[Source extract]:

# How to prevent matting?



## Alexandra333

As Ted is going to be my first Cockapoo I'm a little worried in regards to his coat. I understand he will have lovely soft hair up until around 10 months, until his adult coat comes in. However I would like to know how frequently I will need to brush him as well as what types of brushes are the best to use. I will be planning on keeping him in a neat teddy bear style cut, in order to help keep maintaining his coat a little easier. I'm also hopefully going to be taught by my dog groomer who grooms my other dog, on how to clip him. Sorry I'm going on a tangent, so basically I'm after a few tips on how to manage the glorious coat of the cockapoo! Thanks


----------



## RuthMill

I would suggest daily comb through, I prefer a comb as it can get right down to the skin. Brushes can often just skim the surface. We do section by section and although daily is the ultimate goal, we often do it 4-5 times per week and cut out any matts along the way.


----------



## bearthecockapoo

When Bear has a short coat in the summer (1" or even slightly less during the very hot months) he did not get a single matt and I brushed him maybe once a week at most. Now his hair is much longer and shaggier (maybe 2-3") and I have been brushing him every other day with no matts. He has a very curly coat.


----------



## Marzi

Matts do happen... This weather is the worst, the dogs are constantly slightly damp and if they wear fleeces or coats friction can cause their fur to matt more. When life is busy it can be tricky to fit in adequate grooming time. I keep my poos hair fairly short and try to comb them through a couple of times a week. I have a blaster and that makes it easier to wash and dry them.... I just spent a couple of hours tonight washing legs and bellies and ear ends, drying and combing.... I am fed up of mud!


----------



## RuthMill

Marzi said:


> Matts do happen... This weather is the worst, the dogs are constantly slightly damp and if they wear fleeces or coats friction can cause their fur to matt more. When life is busy it can be tricky to fit in adequate grooming time. I keep my poos hair fairly short and try to comb them through a couple of times a week. I have a blaster and that makes it easier to wash and dry them.... I just spent a couple of hours tonight washing legs and bellies and ear ends, drying and combing.... I am fed up of mud!


It's in this weather than you just yearn for nice forest walks on dry paths with the sun peeping through the gaps in the trees. Ah those days are my favourite. 

Can't believe I forgot to mention my blaster. I love it.


----------



## Alexandra333

Just saying a big thank you to all of the replies, so so helpful! I really appreciate everybody's tips and advice


----------

[Exercises to complete]:
A - For the Cockapoo matting thread, say whether each statement agrees with it, and quote the words that decide it: (i) RuthMill would rather use a comb than a brush; (ii) Bear got mats while his coat was short in the summer; (iii) Marzi keeps the dogs' hair long.
B - Name every user who posts in the Cockapoo matting thread, counting each name once.
C - In the Cockapoo matting thread, about how long is Bear's hair now?
The material that comes after this thread has nothing to do with it.

[Material shown]:

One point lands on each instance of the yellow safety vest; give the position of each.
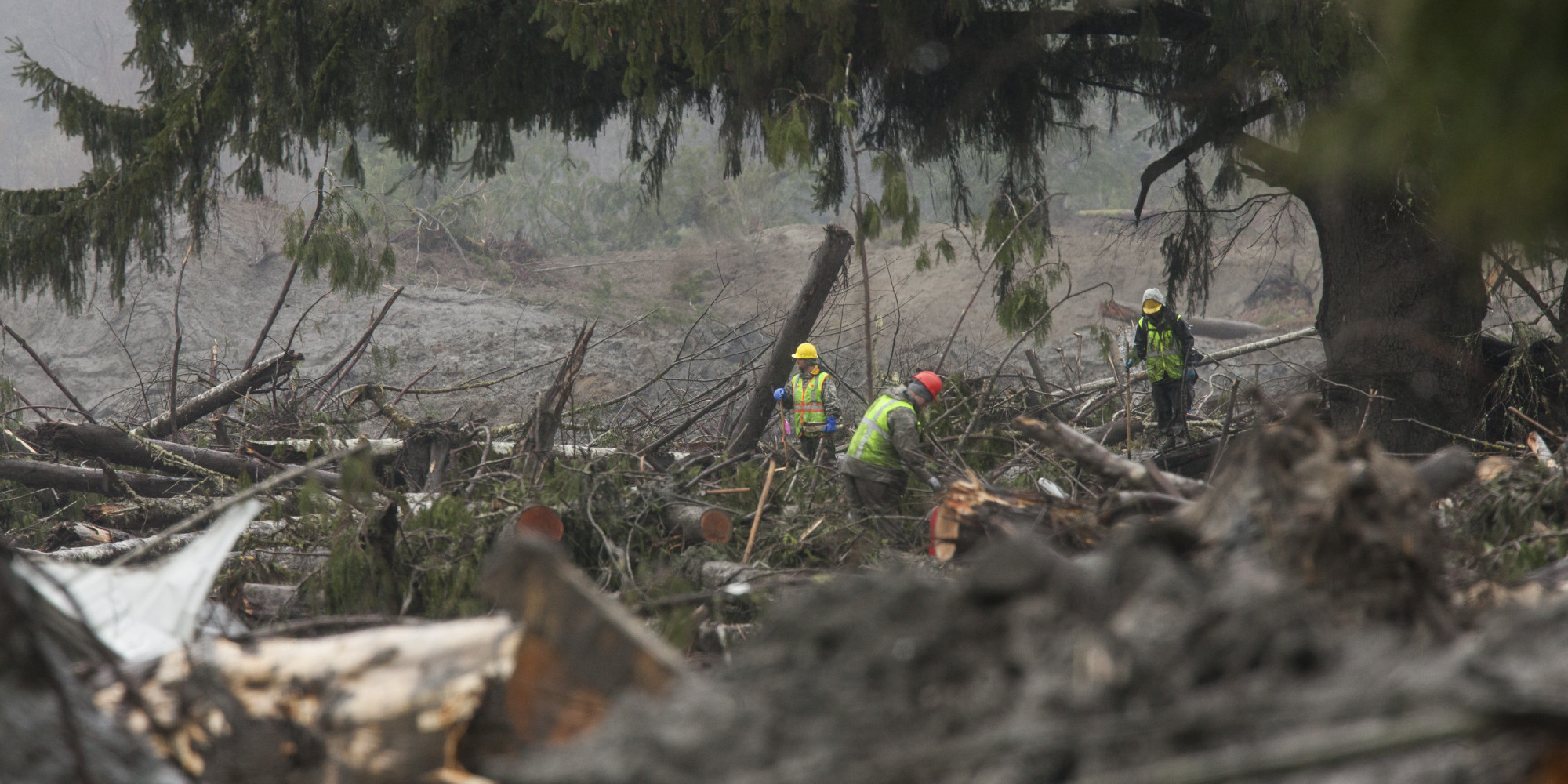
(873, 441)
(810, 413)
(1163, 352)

==

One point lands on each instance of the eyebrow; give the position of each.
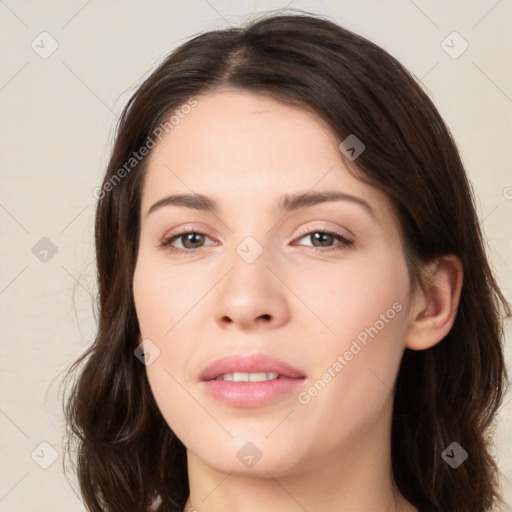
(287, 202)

[Exercise responses]:
A -
(i) Yes: "I prefer a comb as it can get right down to the skin."
(ii) No: "he did not get a single matt"
(iii) No: "I keep my poos hair fairly short"

B - Alexandra333, RuthMill, bearthecockapoo, Marzi

C - Maybe 2 to 3 inches.